### REQUIRED TASK
Display each line of the items below that contains the word "soil".

Coordinate annotation entries
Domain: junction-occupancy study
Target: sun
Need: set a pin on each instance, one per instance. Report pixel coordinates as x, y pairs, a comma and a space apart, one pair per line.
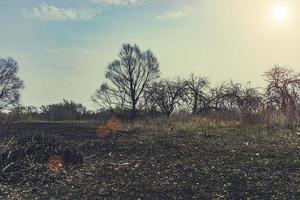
280, 13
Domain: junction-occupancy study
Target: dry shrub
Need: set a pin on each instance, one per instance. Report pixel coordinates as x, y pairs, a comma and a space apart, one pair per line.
114, 124
102, 132
55, 163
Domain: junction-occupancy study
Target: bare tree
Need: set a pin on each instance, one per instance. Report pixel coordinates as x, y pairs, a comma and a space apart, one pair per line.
167, 95
10, 83
247, 100
195, 94
130, 75
282, 90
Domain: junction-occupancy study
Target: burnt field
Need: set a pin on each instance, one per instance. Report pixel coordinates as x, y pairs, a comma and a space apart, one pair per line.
226, 162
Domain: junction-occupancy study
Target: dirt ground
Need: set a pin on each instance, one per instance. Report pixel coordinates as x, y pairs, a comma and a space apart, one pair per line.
215, 163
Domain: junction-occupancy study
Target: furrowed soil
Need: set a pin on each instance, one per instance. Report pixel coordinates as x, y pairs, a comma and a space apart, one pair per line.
212, 163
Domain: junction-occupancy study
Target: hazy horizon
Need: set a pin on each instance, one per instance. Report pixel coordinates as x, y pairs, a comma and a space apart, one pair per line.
63, 48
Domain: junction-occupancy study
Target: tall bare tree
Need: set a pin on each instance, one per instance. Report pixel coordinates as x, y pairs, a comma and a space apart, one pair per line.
195, 94
10, 83
282, 90
130, 75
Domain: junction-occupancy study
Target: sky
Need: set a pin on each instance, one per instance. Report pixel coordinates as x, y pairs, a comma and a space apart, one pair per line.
63, 47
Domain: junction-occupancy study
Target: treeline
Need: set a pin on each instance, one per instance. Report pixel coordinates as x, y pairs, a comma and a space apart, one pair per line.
137, 90
66, 110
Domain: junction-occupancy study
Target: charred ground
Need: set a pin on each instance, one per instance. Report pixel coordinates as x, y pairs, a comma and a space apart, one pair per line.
228, 162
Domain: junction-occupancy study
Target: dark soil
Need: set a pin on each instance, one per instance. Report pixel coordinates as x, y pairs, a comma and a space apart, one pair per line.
223, 163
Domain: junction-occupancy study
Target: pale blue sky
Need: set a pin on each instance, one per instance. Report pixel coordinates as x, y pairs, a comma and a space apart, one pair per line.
63, 46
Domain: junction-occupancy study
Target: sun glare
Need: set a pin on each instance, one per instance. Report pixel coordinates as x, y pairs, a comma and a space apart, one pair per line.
280, 13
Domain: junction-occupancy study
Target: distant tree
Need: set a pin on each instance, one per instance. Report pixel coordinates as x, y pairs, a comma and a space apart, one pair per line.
130, 75
247, 100
167, 95
10, 83
282, 89
195, 93
66, 110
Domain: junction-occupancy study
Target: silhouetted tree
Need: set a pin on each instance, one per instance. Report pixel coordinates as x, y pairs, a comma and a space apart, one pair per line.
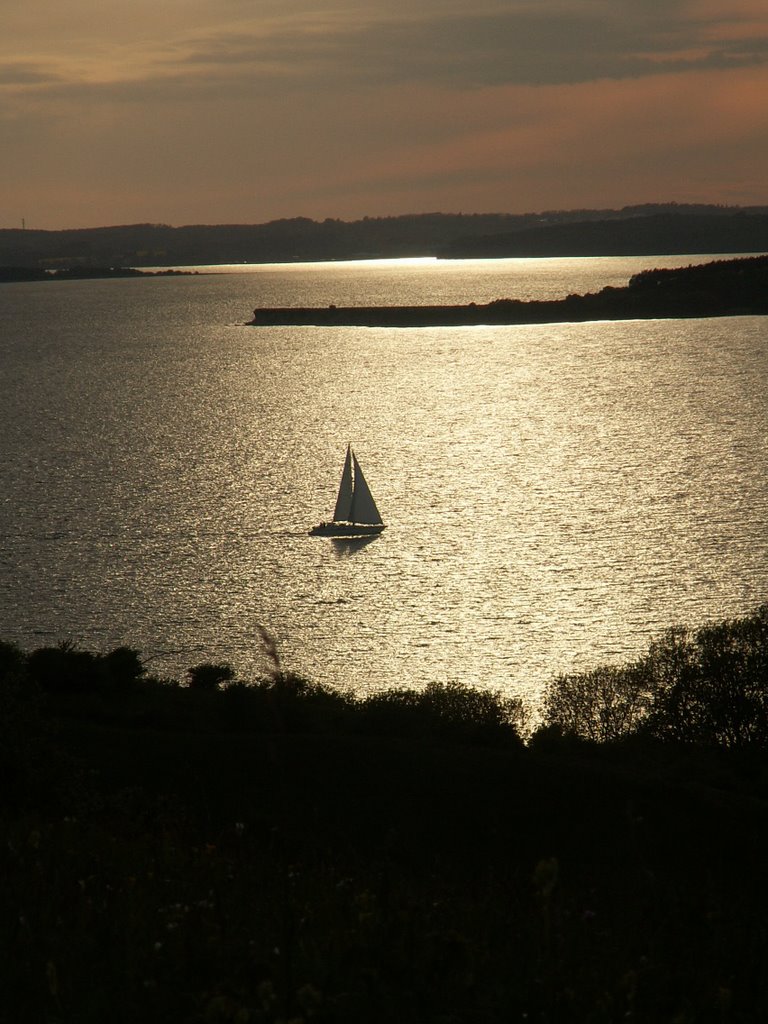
713, 683
602, 705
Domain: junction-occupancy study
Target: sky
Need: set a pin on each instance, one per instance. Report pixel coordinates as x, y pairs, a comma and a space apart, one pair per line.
205, 112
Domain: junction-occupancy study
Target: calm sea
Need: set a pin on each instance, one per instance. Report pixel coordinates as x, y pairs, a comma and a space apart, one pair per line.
555, 495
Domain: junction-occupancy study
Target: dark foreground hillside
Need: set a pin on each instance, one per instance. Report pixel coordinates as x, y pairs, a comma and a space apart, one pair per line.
283, 853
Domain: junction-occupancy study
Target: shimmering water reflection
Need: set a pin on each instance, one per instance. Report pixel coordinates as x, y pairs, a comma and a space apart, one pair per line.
555, 495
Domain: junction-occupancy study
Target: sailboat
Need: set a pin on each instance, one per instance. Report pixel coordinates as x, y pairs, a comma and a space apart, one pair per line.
355, 513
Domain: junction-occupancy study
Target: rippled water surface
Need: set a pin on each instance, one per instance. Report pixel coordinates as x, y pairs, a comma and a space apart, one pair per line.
555, 495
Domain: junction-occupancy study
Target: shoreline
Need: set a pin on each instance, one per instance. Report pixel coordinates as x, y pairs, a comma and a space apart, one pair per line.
726, 288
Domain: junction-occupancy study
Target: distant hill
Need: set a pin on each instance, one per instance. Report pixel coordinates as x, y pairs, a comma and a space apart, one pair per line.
654, 228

### CORRECT ANSWER
Target: furrowed soil
Target: dark soil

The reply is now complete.